● **EXERCISE DESCRIPTION**: If a line in the entries below includes "deck", pick it out and copy it.
=== DATASET CONTENT ===
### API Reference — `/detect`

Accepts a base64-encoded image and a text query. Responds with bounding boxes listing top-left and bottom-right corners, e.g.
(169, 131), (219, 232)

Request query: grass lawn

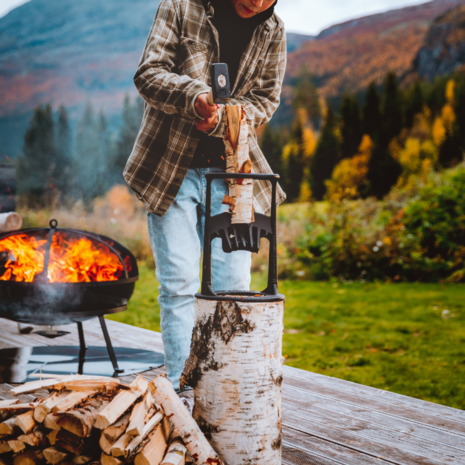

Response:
(108, 263), (465, 409)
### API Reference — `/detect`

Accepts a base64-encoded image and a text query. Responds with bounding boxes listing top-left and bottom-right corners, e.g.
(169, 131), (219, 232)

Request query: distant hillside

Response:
(411, 4), (465, 80)
(285, 0), (465, 101)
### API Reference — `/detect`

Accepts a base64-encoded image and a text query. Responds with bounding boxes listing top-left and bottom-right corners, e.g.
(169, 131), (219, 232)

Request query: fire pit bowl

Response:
(0, 220), (138, 325)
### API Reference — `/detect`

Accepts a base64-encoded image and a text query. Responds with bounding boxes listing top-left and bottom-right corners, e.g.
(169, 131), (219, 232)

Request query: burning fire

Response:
(0, 233), (125, 283)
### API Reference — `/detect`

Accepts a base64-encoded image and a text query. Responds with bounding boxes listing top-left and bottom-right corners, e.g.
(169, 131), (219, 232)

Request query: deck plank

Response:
(0, 317), (463, 465)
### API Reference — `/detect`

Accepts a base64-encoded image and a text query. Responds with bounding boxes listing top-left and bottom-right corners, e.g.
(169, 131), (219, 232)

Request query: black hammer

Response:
(207, 63), (231, 105)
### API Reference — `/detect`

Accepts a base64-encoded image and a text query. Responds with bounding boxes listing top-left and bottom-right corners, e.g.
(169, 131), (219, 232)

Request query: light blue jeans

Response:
(147, 168), (252, 389)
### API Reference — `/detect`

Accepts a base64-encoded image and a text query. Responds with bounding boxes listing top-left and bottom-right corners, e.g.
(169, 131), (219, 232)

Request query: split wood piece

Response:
(0, 440), (12, 454)
(101, 453), (123, 465)
(47, 430), (60, 446)
(35, 391), (71, 422)
(0, 399), (20, 409)
(7, 439), (26, 453)
(15, 410), (36, 434)
(160, 439), (187, 465)
(0, 403), (38, 413)
(52, 391), (95, 414)
(134, 417), (170, 465)
(44, 414), (61, 431)
(12, 376), (127, 396)
(223, 105), (253, 225)
(0, 416), (19, 435)
(17, 429), (46, 447)
(95, 376), (148, 430)
(149, 376), (222, 465)
(127, 390), (155, 437)
(0, 212), (22, 233)
(43, 447), (68, 465)
(57, 398), (110, 438)
(99, 414), (130, 455)
(111, 411), (163, 458)
(71, 453), (95, 465)
(13, 450), (39, 465)
(55, 429), (85, 455)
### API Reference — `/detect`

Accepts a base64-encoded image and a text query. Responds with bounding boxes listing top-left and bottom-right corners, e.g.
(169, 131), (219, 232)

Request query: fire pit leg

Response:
(98, 316), (124, 375)
(77, 322), (87, 374)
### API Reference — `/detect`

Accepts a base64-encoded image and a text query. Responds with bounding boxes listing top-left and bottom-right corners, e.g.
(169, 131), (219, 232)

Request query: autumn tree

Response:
(340, 94), (363, 159)
(17, 104), (57, 205)
(310, 105), (339, 200)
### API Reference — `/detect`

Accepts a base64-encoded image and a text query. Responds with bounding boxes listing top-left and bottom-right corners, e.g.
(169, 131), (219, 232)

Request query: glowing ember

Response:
(0, 234), (46, 282)
(0, 233), (125, 283)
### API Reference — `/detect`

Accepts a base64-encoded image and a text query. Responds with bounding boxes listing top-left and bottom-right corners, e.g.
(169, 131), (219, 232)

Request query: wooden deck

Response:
(0, 317), (464, 465)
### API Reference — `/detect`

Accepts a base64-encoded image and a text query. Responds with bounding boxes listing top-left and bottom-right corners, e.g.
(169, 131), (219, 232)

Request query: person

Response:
(123, 0), (287, 392)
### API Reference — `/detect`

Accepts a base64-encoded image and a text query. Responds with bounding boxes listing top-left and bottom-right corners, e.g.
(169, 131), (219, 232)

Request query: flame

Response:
(0, 234), (46, 282)
(0, 232), (125, 283)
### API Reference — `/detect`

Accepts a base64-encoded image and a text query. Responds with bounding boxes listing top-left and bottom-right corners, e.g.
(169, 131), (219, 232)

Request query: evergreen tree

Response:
(292, 70), (321, 128)
(340, 94), (362, 159)
(73, 100), (104, 201)
(310, 106), (339, 200)
(362, 82), (381, 140)
(405, 80), (424, 128)
(114, 94), (144, 182)
(455, 78), (465, 151)
(380, 72), (403, 145)
(260, 124), (284, 176)
(285, 145), (304, 201)
(55, 105), (72, 196)
(438, 126), (462, 168)
(17, 104), (56, 205)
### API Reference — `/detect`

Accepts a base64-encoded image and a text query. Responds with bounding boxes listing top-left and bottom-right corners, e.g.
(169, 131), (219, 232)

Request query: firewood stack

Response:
(0, 374), (221, 465)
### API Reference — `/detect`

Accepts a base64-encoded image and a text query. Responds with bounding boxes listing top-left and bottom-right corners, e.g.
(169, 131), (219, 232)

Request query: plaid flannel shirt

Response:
(123, 0), (287, 217)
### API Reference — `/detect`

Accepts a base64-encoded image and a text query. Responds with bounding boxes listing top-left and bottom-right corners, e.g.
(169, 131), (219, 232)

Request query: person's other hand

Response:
(195, 112), (218, 132)
(195, 93), (218, 120)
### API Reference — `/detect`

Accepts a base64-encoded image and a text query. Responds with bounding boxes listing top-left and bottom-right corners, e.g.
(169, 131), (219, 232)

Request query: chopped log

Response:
(160, 440), (187, 465)
(100, 453), (123, 465)
(17, 429), (46, 447)
(47, 429), (60, 446)
(44, 414), (61, 431)
(35, 391), (71, 422)
(0, 403), (38, 414)
(111, 412), (164, 458)
(0, 212), (22, 233)
(126, 390), (154, 437)
(15, 410), (36, 434)
(43, 447), (68, 465)
(12, 376), (126, 396)
(134, 417), (170, 465)
(52, 391), (95, 414)
(149, 376), (222, 465)
(95, 376), (148, 430)
(7, 439), (26, 453)
(0, 416), (19, 435)
(0, 399), (20, 409)
(0, 440), (12, 454)
(99, 414), (130, 455)
(71, 453), (94, 465)
(13, 450), (38, 465)
(55, 430), (85, 455)
(57, 398), (110, 438)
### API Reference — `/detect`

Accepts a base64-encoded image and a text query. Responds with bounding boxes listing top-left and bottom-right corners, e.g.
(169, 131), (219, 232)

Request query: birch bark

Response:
(181, 299), (284, 465)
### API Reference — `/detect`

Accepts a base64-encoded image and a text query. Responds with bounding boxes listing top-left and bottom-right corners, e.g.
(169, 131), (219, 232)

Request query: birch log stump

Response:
(181, 299), (284, 465)
(222, 106), (254, 225)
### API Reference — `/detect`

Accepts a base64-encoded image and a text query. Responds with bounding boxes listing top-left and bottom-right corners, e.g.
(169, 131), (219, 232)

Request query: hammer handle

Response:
(207, 88), (215, 106)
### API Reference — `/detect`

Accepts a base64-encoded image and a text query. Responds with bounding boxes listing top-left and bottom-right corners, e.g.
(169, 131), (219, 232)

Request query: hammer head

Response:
(210, 63), (231, 104)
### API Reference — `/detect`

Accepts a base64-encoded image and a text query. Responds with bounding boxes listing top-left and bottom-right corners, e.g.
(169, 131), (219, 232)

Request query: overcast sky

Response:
(0, 0), (429, 35)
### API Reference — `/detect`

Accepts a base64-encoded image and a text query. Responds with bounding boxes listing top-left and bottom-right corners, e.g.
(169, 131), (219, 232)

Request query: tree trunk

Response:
(223, 106), (254, 225)
(181, 299), (284, 465)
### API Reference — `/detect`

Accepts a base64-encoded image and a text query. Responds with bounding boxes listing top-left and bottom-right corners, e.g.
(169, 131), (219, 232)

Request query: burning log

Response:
(223, 105), (254, 225)
(95, 376), (147, 430)
(181, 299), (285, 465)
(160, 440), (187, 465)
(149, 376), (222, 465)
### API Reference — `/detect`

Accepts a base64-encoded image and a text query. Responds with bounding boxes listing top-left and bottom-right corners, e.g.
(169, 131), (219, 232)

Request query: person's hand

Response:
(195, 112), (218, 132)
(195, 93), (218, 120)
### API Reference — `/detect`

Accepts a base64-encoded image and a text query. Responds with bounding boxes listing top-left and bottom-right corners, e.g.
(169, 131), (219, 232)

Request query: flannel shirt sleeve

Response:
(207, 24), (287, 137)
(133, 0), (210, 121)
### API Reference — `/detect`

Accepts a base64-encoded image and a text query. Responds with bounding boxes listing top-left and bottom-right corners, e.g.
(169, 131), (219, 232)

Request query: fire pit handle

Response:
(49, 219), (58, 229)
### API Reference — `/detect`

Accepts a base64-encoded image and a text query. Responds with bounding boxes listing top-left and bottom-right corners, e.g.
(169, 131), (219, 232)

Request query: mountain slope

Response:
(285, 0), (465, 99)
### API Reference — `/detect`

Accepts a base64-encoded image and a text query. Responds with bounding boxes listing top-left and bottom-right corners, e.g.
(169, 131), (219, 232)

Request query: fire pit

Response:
(0, 220), (164, 381)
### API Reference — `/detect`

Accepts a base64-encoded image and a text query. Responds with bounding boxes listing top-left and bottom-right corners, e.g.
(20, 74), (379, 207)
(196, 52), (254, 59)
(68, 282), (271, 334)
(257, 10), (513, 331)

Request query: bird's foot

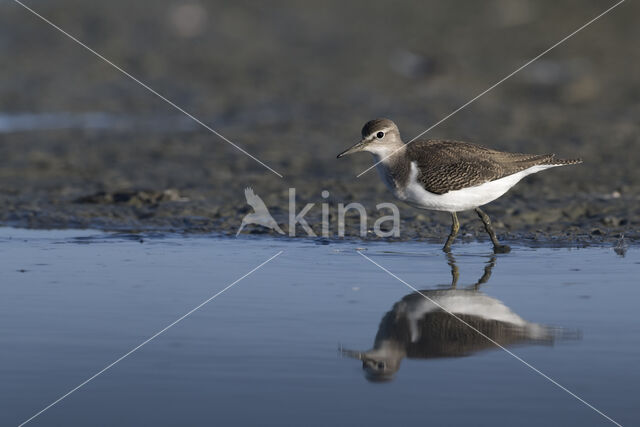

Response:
(492, 244), (511, 254)
(443, 234), (458, 253)
(442, 239), (455, 253)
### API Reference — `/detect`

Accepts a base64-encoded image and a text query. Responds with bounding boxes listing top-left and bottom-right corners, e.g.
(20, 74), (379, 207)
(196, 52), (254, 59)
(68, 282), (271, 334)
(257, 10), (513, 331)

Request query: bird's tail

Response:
(541, 154), (583, 166)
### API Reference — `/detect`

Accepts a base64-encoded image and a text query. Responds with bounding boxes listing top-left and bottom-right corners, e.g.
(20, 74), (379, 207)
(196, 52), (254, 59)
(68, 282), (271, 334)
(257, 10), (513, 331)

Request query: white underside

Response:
(398, 291), (547, 342)
(382, 161), (559, 212)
===
● **OUTPUT**:
Request query: deck plank
Request query: wooden deck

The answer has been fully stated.